● **TASK PROMPT**
Copy out the records below, from the line with "outline green watermelon rind" through the line with "POLYGON ((295 107, 291", including both of those lines.

═════ INPUT RECORDS

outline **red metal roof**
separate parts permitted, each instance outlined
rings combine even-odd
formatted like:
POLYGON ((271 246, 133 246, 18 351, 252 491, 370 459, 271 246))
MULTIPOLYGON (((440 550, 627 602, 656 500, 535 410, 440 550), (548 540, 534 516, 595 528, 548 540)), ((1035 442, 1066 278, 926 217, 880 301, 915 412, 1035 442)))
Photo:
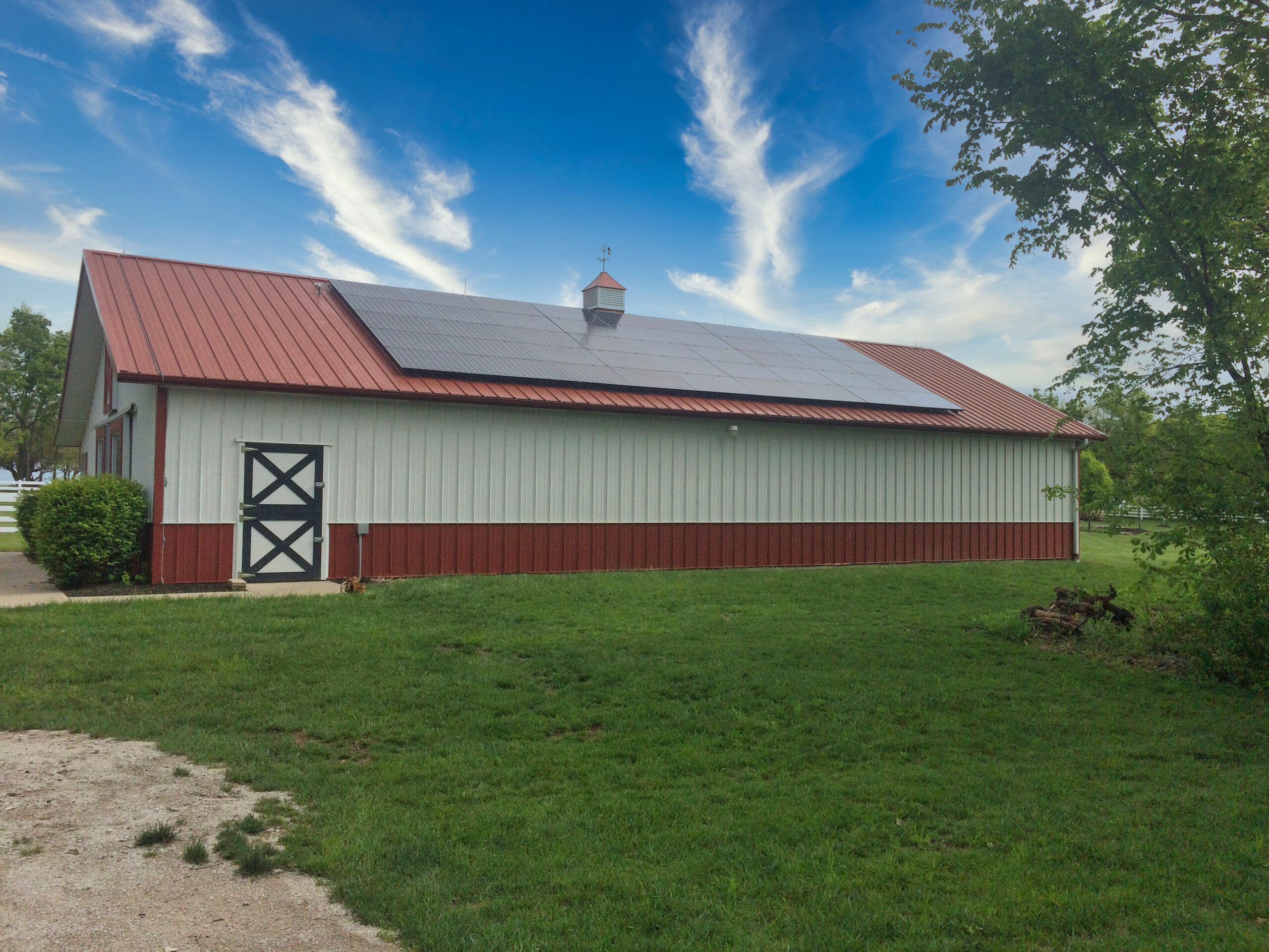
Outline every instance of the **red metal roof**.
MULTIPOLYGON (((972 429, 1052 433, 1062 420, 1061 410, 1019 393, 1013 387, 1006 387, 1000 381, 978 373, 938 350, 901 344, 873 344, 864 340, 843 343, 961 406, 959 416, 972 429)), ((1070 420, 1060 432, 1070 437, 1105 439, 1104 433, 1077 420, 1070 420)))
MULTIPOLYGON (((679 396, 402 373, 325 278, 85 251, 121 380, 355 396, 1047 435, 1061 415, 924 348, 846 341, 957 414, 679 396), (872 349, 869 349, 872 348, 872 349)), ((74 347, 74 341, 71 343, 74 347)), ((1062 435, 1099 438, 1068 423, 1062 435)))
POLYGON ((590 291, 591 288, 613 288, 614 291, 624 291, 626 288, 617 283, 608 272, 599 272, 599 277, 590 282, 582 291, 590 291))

══════════
═════ INPUT RECORDS

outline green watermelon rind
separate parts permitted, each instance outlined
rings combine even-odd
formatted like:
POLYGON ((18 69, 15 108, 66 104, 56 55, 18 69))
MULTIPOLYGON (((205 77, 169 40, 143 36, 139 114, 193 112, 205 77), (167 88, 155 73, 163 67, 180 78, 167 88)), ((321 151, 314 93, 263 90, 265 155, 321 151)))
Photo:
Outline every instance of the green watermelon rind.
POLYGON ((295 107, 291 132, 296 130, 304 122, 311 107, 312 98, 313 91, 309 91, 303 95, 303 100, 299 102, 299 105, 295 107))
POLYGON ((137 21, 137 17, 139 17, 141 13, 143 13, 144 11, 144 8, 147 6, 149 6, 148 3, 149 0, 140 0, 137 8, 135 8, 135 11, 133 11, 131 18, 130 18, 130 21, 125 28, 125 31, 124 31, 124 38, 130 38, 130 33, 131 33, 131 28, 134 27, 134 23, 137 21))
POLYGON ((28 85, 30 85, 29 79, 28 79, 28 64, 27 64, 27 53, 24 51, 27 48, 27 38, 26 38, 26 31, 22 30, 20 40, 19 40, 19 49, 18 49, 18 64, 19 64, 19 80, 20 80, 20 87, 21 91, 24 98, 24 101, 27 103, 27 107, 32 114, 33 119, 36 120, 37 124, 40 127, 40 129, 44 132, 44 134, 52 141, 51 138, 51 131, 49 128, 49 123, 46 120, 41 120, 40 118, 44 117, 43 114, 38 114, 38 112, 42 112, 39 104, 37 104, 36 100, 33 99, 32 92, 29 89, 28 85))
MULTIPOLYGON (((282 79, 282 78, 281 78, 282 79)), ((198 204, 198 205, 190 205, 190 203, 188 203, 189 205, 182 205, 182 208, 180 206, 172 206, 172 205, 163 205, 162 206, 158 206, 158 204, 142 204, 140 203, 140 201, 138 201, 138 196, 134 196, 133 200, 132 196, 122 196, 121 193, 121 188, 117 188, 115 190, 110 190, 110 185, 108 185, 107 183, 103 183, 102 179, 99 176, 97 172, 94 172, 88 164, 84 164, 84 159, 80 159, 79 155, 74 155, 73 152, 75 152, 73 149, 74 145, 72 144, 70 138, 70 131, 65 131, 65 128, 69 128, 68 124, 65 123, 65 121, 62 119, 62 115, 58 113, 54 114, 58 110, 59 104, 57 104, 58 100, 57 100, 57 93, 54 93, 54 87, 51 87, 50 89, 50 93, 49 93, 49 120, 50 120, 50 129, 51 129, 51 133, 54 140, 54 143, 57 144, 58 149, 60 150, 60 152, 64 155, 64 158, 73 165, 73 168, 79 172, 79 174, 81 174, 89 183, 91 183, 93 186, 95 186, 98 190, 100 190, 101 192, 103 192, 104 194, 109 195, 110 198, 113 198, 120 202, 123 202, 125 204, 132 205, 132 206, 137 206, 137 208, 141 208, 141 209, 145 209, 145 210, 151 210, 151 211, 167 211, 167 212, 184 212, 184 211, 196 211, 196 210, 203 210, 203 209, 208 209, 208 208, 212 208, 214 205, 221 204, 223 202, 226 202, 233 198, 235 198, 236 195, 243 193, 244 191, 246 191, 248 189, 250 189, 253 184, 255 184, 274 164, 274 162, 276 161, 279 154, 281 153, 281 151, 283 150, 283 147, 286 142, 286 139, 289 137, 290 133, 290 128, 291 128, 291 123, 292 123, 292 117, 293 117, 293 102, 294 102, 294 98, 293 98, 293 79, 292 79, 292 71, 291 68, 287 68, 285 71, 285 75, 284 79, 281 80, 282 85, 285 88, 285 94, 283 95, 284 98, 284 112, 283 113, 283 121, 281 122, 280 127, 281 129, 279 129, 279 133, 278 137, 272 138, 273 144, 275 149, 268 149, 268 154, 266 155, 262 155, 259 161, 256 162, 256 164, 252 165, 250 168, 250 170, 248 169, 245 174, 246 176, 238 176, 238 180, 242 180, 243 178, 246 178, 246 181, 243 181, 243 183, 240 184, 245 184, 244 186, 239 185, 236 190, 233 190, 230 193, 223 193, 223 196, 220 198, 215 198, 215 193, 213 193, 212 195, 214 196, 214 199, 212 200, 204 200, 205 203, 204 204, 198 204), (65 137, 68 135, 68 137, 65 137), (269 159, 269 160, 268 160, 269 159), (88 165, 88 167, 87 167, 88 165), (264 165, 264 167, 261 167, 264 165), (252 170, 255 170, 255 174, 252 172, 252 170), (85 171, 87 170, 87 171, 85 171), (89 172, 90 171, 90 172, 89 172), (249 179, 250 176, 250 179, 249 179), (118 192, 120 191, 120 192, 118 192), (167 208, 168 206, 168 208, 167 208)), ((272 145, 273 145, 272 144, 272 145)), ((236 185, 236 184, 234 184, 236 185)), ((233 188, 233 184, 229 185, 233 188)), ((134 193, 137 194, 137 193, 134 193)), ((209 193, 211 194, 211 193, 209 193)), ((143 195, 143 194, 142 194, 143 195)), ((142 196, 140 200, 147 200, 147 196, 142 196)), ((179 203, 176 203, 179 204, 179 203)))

══════════

● **ANSWER TO THE PROBLEM**
outline green watermelon rind
separate parts permitted, each instance outlined
rings combine even-odd
formatted like:
POLYGON ((18 69, 15 108, 66 104, 56 55, 18 69))
MULTIPOLYGON (((205 77, 169 40, 143 36, 139 114, 193 112, 205 77), (167 88, 155 73, 163 67, 180 78, 167 88)), ((321 151, 314 93, 263 90, 265 155, 321 151)))
Photo:
Outline every instance of the green watermelon rind.
POLYGON ((295 107, 291 132, 296 130, 304 122, 311 107, 312 98, 313 91, 309 91, 303 95, 303 100, 299 102, 299 105, 295 107))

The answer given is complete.